◆ Consigne donnée 1
Recopiez à l'identique la partie des enregistrements qui commence à la ligne contenant « of the woman's » et se termine à la fin des enregistrements, ces deux limites comprises.

◆ Texte
========================================================================
Elle en fait une affaire personnelle.

Ses parents à elle étaient des immigrés polonais. « Ils n’ont jamais rien demandé, eux. » « Ils ont travaillé dur. » « Ils ont vécu avec dignité. La vie a été difficile pour eux au début. Toute la famille a souffert de la misère. » Et là, elle ne comprend pas, elle n’accepte pas cette malhonnêteté, cette arrogance des « profiteurs. » Elle ne peut pas s’empêcher d’être agressive avec eux, tous ces immigrés qui viennent empocher nos sous et qui « ne donnent rien à la France.»

Entendre la peur

Des femmes comme elle, j’en ai souvent rencontrées. Elles disent toujours la même chose et avec le même ton, le même ressentiment, la même souffrance cachée.

Au début, j’ai été choqué par leur intolérance et leur rigidité. Je leur prouvais même qu’elles avaient tort en généralisant de la sorte à partir de quelques cas particuliers. Elles n’entendaient pas.
========================================================================
◆ Extraits de données
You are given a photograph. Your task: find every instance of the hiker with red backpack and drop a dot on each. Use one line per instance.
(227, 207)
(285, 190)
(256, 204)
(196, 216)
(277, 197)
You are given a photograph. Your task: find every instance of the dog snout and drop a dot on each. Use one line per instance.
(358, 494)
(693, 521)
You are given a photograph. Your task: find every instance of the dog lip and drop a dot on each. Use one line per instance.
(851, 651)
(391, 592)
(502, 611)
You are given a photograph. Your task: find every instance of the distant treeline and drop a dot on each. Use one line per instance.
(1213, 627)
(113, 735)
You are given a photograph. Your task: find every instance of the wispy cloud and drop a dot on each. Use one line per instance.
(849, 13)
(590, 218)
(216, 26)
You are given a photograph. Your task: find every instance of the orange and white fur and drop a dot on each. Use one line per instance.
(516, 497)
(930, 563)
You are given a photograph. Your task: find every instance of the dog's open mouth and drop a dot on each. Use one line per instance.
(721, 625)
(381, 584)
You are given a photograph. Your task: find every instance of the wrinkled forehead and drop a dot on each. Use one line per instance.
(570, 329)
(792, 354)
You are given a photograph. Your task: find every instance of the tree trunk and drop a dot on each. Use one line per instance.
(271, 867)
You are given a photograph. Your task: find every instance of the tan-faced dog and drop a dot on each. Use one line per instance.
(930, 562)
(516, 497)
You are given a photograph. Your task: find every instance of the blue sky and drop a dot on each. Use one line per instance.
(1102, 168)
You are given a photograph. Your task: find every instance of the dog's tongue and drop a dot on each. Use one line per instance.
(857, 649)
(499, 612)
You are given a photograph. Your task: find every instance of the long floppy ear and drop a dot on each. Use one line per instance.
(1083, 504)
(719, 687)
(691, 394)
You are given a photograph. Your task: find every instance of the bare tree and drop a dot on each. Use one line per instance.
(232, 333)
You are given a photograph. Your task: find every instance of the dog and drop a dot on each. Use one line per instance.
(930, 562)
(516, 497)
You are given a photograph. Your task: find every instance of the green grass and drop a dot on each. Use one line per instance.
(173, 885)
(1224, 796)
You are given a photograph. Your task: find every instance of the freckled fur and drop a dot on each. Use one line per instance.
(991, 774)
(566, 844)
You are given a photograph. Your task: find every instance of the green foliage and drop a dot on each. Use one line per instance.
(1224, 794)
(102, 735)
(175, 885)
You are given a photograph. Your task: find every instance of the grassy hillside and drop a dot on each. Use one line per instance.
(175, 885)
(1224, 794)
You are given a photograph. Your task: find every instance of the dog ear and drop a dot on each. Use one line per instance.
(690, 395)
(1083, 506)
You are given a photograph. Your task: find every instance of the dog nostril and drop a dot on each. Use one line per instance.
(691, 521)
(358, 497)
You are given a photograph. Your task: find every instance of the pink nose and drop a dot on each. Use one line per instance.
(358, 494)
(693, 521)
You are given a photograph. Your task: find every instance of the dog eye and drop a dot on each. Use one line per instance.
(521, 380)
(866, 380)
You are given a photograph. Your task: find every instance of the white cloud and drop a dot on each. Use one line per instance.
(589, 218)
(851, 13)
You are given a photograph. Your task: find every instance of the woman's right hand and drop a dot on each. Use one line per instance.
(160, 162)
========================================================================
◆ Consigne donnée 2
Rédigez la suite du texte sur l'hostilité envers les immigrés, à partir de sa dernière phrase.

◆ Réponse attendue 1
You are given a photograph. Your task: find every instance of the woman's right hand and drop a dot on each. Use one line per instance.
(160, 162)

◆ Réponse attendue 2
Et moi non plus, je ne les entendais pas, enfermé dans ma propre rigidité et mon intolérance. Je n’entendais pas - dans la répétition des griefs et des ressentiments - la souffrance extrême qui ne pouvait s’exprimer que par la haine. Je n’entendais pas leur vérité. J’avais peur. (…)

J’ai quelquefois l’impression que j’ai passé ma vie à essayer de comprendre la haine, le racisme, la peur. Ce grand mystère, cette grande question : pourquoi les êtres humains n’arrivent-ils pas à vivre ensemble ? Né pendant la guerre dans une famille juive émigrée de Pologne, j’ai entendu pendant toute mon enfance les récits des massacres. Mes grands-parents, la plupart de mes oncles et tantes, mes demi-frères ont disparu. Mes parents eux-mêmes, cachés avec moi pendant une partie de la guerre, ont plusieurs fois échappé aux rafles.

De cette enfance, il m’est resté de la peur certainement, fichée en moi comme une écharde, mais aussi une sorte de curiosité, un intérêt pour le monstre, la Bête humaine capable des pires délires. J’ai voulu comprendre et je crois avoir compris quelque chose. Pas tout, mais quelque chose. (…)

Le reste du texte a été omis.